> Problem
Revise the material from the line containing "Drop a pin on the red tiled" through the end of the material, substituting "chapel dome" for "church dome" and leaving everything else unchanged. Reproduce only those lines.
### Records to use
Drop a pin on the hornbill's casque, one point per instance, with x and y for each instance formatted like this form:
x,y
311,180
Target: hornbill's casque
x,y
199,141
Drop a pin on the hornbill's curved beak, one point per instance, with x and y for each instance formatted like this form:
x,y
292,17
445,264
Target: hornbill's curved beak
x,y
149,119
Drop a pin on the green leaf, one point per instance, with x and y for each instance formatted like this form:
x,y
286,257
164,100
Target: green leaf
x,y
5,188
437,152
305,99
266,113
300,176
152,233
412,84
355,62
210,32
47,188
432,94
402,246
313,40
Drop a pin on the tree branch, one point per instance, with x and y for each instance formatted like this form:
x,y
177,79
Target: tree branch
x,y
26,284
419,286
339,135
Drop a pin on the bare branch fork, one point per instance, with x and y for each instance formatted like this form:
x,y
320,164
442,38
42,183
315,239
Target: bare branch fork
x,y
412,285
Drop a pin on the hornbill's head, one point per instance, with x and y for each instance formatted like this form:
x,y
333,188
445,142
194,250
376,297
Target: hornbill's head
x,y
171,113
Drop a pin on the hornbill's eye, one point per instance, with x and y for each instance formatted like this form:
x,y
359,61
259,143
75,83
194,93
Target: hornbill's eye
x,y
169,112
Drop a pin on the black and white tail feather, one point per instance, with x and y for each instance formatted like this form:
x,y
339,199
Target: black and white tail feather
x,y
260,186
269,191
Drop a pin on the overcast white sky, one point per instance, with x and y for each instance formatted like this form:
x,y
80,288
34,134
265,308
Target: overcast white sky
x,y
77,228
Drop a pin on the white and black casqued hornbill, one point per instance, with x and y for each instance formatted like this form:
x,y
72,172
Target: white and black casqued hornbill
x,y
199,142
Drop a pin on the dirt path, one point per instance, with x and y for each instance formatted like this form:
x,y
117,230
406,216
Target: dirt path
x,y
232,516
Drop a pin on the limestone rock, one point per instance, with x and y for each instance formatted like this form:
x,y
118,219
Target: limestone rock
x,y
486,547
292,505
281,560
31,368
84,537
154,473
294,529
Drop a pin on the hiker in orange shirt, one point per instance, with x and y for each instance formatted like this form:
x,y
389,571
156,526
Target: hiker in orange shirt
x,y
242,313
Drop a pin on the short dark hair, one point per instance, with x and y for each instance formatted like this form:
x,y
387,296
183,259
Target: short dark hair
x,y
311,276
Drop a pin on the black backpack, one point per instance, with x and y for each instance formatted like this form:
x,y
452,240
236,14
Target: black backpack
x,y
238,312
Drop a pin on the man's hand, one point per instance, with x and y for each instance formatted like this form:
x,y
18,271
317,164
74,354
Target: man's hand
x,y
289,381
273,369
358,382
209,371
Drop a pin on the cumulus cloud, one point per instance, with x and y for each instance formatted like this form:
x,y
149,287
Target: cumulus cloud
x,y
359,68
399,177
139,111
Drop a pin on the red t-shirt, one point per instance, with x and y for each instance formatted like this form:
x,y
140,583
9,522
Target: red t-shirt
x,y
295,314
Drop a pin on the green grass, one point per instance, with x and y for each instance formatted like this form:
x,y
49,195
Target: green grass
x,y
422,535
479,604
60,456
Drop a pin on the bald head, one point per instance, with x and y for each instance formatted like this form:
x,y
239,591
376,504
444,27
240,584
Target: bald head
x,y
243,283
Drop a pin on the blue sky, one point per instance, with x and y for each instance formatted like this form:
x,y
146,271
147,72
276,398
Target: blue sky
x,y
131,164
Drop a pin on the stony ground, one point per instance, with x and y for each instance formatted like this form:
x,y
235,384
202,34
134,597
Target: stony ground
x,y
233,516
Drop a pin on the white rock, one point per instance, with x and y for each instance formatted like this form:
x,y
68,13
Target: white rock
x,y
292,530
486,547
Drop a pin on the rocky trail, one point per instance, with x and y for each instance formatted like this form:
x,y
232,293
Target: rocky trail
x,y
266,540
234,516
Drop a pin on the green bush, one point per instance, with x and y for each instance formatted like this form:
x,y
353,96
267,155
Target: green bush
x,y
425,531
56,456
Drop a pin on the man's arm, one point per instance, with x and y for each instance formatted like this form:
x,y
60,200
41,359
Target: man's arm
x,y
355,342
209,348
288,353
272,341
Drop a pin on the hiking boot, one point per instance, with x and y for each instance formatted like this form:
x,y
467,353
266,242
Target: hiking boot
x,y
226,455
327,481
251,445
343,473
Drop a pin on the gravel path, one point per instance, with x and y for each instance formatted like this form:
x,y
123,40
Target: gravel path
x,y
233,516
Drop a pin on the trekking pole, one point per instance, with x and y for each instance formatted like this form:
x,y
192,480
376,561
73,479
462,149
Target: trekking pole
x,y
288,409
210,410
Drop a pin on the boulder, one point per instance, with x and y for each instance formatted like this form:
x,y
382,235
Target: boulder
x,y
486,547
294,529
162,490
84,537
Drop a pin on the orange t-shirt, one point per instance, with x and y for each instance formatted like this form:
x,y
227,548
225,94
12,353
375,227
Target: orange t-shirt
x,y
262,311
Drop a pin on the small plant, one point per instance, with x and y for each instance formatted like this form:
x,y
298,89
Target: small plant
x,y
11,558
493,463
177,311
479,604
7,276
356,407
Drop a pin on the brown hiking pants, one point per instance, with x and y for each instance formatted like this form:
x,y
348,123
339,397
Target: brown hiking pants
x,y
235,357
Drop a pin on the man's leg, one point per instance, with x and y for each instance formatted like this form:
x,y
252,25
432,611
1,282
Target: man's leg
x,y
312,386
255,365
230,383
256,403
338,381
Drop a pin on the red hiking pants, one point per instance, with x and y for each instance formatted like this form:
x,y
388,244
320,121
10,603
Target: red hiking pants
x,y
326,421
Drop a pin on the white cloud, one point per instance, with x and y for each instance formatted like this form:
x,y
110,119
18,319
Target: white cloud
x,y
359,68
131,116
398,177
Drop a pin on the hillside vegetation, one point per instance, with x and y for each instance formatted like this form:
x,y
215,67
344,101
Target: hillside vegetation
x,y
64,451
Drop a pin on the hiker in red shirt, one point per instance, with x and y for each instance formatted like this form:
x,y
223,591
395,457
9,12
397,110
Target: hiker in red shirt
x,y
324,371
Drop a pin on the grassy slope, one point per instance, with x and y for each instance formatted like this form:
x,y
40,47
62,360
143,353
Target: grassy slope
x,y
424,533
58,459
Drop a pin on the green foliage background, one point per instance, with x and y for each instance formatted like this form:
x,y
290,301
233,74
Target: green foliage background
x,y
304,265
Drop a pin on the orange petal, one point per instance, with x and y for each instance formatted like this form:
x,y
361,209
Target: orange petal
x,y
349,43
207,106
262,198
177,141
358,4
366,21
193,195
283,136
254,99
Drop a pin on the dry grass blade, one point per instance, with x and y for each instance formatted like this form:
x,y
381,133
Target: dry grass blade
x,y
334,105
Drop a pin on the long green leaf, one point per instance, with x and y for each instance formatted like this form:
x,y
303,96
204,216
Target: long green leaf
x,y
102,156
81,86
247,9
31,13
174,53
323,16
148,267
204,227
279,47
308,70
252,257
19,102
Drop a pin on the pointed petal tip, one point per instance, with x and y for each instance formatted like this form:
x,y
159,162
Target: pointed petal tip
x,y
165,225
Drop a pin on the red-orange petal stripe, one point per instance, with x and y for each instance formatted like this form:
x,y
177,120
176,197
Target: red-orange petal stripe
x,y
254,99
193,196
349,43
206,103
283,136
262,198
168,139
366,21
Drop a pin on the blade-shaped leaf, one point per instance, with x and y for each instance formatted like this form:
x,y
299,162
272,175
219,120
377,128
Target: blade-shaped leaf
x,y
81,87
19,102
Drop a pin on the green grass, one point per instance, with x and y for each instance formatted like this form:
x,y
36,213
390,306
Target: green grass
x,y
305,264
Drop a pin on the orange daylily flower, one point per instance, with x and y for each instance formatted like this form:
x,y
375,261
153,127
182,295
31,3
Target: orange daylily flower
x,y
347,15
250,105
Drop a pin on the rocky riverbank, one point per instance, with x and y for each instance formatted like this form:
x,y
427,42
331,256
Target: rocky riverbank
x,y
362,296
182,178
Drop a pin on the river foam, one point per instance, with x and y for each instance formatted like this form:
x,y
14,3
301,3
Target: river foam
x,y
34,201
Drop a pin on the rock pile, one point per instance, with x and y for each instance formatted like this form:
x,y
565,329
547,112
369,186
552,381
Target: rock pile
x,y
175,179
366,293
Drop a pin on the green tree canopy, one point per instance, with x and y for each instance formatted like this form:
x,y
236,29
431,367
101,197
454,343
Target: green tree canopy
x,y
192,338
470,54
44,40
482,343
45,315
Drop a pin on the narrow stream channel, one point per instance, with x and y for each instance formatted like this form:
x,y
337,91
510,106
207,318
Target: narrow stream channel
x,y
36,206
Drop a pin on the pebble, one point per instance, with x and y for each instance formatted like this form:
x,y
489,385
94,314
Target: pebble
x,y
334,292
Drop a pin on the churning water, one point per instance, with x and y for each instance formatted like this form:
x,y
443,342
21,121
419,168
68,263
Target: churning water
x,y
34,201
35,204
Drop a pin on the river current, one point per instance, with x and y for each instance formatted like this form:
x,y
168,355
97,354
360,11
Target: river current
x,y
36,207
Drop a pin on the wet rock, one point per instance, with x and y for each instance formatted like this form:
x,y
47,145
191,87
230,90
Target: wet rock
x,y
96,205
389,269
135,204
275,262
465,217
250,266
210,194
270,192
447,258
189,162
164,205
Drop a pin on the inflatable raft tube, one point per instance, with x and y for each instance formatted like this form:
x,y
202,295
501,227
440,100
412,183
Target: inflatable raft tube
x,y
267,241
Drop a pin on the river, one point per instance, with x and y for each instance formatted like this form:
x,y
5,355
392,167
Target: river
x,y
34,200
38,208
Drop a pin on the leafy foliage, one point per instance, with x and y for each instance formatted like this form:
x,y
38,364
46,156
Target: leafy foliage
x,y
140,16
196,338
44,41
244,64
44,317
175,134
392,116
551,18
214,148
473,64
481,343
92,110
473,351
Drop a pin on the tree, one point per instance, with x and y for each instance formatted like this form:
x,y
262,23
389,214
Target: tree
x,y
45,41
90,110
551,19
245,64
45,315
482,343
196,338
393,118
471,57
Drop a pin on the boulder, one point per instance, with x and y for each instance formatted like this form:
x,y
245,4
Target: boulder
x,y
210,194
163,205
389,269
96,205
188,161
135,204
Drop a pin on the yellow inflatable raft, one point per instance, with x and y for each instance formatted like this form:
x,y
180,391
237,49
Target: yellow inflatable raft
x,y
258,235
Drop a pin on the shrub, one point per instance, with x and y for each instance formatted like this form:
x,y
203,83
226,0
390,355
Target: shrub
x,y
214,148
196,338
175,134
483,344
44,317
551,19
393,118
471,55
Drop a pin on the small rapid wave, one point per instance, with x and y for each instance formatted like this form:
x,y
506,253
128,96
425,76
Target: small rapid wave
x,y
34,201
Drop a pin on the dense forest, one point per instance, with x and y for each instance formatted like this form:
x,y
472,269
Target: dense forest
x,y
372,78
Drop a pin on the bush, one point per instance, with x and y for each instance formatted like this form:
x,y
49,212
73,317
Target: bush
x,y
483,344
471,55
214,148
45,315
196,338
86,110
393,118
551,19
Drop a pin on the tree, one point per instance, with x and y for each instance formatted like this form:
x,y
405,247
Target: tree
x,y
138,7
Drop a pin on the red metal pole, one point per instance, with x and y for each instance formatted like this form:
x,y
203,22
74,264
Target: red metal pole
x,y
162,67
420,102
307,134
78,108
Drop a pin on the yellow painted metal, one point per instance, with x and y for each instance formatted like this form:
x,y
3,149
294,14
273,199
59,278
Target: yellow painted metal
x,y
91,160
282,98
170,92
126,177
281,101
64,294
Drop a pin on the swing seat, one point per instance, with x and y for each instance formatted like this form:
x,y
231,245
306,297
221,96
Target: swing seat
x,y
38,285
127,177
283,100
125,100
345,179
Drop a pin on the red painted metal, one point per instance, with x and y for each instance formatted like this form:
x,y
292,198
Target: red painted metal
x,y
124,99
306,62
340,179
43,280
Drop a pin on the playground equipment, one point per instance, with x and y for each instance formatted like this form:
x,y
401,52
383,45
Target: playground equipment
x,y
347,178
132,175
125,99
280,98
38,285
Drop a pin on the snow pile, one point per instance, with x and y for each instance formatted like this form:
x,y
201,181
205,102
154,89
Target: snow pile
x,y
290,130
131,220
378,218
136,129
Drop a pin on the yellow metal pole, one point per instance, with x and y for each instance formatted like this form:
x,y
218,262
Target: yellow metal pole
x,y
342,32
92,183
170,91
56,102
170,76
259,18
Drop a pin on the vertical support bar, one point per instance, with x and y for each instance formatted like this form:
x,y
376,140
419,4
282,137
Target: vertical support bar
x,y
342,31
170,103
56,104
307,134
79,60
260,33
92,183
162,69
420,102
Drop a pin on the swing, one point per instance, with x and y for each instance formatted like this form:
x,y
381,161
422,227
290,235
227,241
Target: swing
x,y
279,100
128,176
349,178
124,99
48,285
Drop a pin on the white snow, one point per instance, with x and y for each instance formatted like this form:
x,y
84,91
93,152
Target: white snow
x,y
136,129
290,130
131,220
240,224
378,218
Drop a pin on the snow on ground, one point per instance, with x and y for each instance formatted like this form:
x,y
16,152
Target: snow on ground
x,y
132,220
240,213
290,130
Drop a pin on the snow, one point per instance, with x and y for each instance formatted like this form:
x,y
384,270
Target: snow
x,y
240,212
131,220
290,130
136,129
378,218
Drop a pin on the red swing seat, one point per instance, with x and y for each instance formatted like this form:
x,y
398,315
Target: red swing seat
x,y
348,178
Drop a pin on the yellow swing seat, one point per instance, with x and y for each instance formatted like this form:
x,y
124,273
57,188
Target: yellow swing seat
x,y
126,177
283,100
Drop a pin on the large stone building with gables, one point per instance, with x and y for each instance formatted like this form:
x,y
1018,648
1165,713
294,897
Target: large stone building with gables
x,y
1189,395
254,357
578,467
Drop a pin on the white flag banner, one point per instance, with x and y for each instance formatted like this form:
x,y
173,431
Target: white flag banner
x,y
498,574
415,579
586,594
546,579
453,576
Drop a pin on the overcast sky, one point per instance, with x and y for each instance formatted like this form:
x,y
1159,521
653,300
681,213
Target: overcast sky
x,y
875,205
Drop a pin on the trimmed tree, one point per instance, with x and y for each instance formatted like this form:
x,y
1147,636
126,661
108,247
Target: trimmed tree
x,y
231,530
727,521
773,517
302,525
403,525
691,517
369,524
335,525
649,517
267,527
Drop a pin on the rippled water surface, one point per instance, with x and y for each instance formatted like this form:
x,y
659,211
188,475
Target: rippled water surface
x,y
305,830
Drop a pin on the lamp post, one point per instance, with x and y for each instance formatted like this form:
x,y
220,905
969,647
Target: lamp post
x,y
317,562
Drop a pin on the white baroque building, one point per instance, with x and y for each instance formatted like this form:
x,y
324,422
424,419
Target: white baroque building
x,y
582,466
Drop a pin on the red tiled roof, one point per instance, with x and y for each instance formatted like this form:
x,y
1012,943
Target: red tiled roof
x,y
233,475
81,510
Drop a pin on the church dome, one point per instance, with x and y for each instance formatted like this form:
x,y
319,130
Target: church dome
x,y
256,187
######
> Complete response
Drop a pin on the red tiled roof, one point per instance, with x and y for each instance formatted like this form:
x,y
1012,943
Target: red tiled roof
x,y
233,475
81,510
Drop a pin on the chapel dome, one point per instance, with x and y for each instance formatted like this form:
x,y
319,130
Target: chapel dome
x,y
256,187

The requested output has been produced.